■ To do: Only the pictures should be left out; repeat the rest of the data exactly.

Image-grounded pointing data:
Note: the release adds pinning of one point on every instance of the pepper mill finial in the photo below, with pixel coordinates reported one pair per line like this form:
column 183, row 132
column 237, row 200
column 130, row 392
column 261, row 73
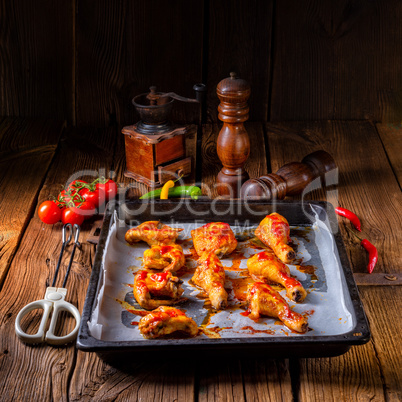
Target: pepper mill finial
column 233, row 144
column 291, row 179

■ Solution to this problem:
Note: the release adds pinning of one point on every instance of the pepper mill finial in the photo below, with pixel coordinates reported one pair per line like this form:
column 183, row 132
column 237, row 200
column 130, row 392
column 261, row 73
Target: pepper mill finial
column 233, row 144
column 291, row 179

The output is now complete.